Source text
# Workers Compensation Scammers



## rdr8887 (Jan 28, 2012)

I probably could have gotten a better title here, but I figure this would get your attention. Now, I know that no one here is party to the following problem.....:whistling

*The following is how to do this the "right" way:*

Ok. So, if I choose to use an unlicensed subcontractor to perform my work, I have to pay out the nose for my WC policy to cover them. For example, if I am hiring an unlicensed roofer, WC will charge me 75% of the labor price to cover these men. That is if there is clear definition of what is labor and what is materials. If you don't have that, you will be charged 75% of the total contract value. Ouch. If it's a carpenter, we would be close to 30%. 

So, my rates go up significantly to the point where it is no longer cost effective to use the unlicensed subcontractor. 

*The following is how this done regularly:*

I hire the guy as a subcontractor and don't do anything with my WC. Now I'm cheaper so I'll get the job. I do the job and it goes great. I've made a profit and I'm happy. Now, what happens when they audit me at the end of the year? I'm sure some trickery with paperwork gets most of this overlooked.

Provided records
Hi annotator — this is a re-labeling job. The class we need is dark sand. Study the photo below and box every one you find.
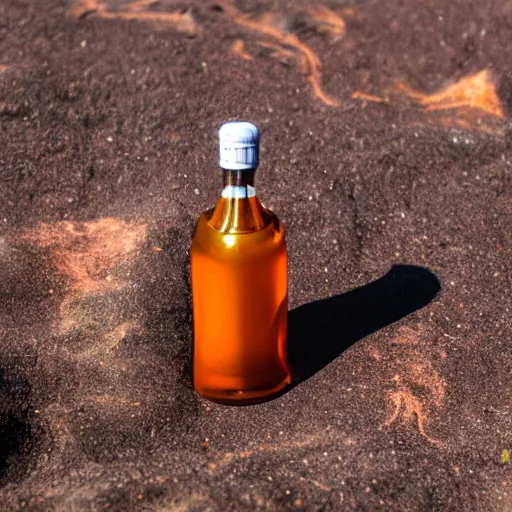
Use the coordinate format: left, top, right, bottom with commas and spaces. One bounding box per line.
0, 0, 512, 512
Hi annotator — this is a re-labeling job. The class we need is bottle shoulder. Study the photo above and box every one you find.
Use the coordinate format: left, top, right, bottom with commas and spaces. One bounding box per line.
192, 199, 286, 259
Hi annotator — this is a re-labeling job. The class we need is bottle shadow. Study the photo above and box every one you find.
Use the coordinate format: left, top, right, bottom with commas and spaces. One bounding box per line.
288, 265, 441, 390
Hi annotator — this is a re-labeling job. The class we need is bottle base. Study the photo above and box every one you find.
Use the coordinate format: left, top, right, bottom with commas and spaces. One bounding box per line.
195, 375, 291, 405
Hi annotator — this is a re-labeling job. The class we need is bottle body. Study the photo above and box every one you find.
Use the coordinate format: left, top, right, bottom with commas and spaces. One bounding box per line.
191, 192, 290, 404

==

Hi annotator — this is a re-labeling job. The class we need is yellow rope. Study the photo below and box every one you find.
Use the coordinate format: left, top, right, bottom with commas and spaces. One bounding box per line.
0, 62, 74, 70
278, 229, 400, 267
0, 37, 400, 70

Direction 1
In the workers compensation post, what share of the labor price does workers compensation charge to cover an unlicensed roofer?
Direction 2
Continue the workers compensation post from the end of its last sentence.
The material on this page has no connection to the workers compensation post.

Written answer 1
It charges 75% of the labor price.

Written answer 2
This also applies to your employees. I know companies that have 10-99'd their employees. I say employees because in all other aspects they are such. These 10-99 guys are not covered on the company's WC policy and they don't have their own WC. So technically, they are uninsured subcontractors. They are not paying additionally on their premiums so they are getting away with a scam in my opinion.
*
I digress....*

So. Let's here it. What do you guys think of this practice. Are you morally okay with this? I know Georgia is trying to crack down on this type of behavior. However, in looking at the fines associated with this, working without a license, etc, the fines aren't that bad. So I guess no one cares if they get caught. They've already made back well over what they would pay in a fine. 

So tell me what you know. I'd like to get as much knowledge here so I don't get myself into trouble and do something wrong. I would also like to educate my clients about this practice. 

Bottom line, if that uninsured guy falls off the roof or removes a finger on accident, the client is the one stuck holding the back. I imagine this situation opens the client up to lawsuits against their Home Owner's Insurance policy. Am I wrong here?

I think side conversations are made with these 10-99 employees saying if you hurt yourself, it's on you. Most of the time, these guys don't know that this is wrong and they don't say anything.


----------



## summithomeinc (Jan 3, 2011)

rdr8887 said:


> I think side conversations are made with these 10-99 employees saying if you hurt yourself, it's on you. Most of the time, these guys don't know that this is wrong and they don't say anything.


Ever hear "you're fired before you hit the ground"? All you can do is make sure you are doing it the right way. It'll ptotect you, your employees, and your customers.


----------



## d-rock (Oct 17, 2009)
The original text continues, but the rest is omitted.